- **Required work**
Pull out every line of the data below that contains the word "concrete" and copy it. The match is case-sensitive.

- **Entries shown**
----
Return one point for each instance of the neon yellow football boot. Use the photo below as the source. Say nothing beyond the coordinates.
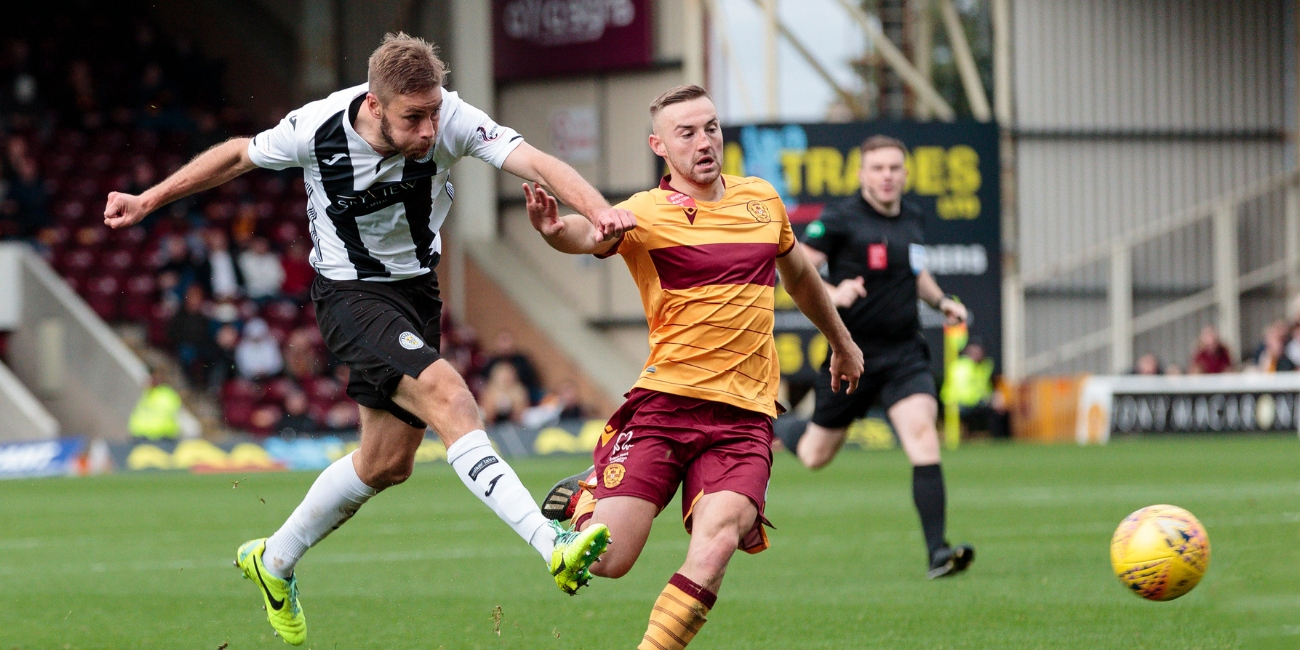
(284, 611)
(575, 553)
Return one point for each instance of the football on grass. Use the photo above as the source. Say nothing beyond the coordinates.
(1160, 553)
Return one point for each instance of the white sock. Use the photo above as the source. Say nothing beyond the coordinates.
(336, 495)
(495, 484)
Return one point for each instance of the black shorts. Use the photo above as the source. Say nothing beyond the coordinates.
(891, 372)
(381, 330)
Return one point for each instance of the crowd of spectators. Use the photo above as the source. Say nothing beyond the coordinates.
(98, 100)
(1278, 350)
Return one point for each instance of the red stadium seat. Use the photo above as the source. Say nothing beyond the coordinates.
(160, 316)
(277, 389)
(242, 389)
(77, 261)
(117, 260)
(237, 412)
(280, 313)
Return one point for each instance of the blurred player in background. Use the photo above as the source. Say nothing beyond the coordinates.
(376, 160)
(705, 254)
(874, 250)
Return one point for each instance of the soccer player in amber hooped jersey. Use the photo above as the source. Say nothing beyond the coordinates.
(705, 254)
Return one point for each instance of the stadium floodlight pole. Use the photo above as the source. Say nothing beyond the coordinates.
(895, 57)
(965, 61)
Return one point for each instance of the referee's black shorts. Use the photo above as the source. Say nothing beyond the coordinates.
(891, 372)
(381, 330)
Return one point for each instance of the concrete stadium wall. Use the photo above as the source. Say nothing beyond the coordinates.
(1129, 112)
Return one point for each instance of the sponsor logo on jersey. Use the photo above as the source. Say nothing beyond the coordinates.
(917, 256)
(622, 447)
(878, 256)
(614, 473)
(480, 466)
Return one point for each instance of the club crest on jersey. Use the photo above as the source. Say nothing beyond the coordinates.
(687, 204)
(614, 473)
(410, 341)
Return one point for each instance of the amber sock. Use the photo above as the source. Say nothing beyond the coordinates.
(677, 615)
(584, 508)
----
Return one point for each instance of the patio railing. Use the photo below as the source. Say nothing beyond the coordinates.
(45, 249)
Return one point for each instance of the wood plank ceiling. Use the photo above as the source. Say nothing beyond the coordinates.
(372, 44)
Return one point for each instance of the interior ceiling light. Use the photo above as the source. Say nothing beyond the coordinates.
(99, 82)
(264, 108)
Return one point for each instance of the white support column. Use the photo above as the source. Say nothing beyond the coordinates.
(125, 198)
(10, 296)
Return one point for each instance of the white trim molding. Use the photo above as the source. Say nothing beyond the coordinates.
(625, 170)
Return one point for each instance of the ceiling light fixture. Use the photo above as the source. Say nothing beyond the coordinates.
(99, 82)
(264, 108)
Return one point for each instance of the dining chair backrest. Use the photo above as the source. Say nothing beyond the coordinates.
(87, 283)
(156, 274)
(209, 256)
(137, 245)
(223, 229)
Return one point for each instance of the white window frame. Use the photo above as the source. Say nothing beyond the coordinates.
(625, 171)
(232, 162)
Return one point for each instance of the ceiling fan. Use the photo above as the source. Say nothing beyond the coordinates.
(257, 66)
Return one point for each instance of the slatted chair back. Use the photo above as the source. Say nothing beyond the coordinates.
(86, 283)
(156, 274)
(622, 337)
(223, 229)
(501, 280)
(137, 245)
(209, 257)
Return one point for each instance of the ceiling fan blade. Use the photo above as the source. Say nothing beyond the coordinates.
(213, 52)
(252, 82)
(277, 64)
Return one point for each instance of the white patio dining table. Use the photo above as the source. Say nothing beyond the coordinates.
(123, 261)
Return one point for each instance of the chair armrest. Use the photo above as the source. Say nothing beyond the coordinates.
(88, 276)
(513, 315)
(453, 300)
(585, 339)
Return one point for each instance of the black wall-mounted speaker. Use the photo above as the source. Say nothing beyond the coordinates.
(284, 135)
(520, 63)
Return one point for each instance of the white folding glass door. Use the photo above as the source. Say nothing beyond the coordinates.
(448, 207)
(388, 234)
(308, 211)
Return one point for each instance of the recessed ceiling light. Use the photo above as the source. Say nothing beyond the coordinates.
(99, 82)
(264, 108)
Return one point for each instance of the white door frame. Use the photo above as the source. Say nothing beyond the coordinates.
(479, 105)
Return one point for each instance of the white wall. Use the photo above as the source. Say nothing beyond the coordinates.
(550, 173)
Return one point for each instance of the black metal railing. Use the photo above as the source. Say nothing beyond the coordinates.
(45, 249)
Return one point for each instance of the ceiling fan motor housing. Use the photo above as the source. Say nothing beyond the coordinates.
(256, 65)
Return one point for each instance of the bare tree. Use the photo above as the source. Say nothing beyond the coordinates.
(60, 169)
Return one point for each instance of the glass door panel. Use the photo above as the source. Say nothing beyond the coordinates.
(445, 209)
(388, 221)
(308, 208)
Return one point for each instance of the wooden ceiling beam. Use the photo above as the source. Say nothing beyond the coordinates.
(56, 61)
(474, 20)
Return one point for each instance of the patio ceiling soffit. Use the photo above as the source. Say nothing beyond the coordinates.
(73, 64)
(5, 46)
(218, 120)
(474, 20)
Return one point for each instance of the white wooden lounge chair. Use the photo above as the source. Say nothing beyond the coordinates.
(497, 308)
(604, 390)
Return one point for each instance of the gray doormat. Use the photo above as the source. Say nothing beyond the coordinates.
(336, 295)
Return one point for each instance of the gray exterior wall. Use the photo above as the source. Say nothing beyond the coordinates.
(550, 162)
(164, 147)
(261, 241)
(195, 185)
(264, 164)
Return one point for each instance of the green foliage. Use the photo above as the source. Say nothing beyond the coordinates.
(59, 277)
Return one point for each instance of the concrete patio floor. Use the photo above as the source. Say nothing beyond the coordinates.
----
- **Answer to this exercise**
Return one point for each instance of the concrete stadium wall. Use the photo above as the source. Say nothing beyond the coordinates.
Return one point for each instance of the concrete patio floor. Use the photo above as the source. Say nothing beyond the coordinates.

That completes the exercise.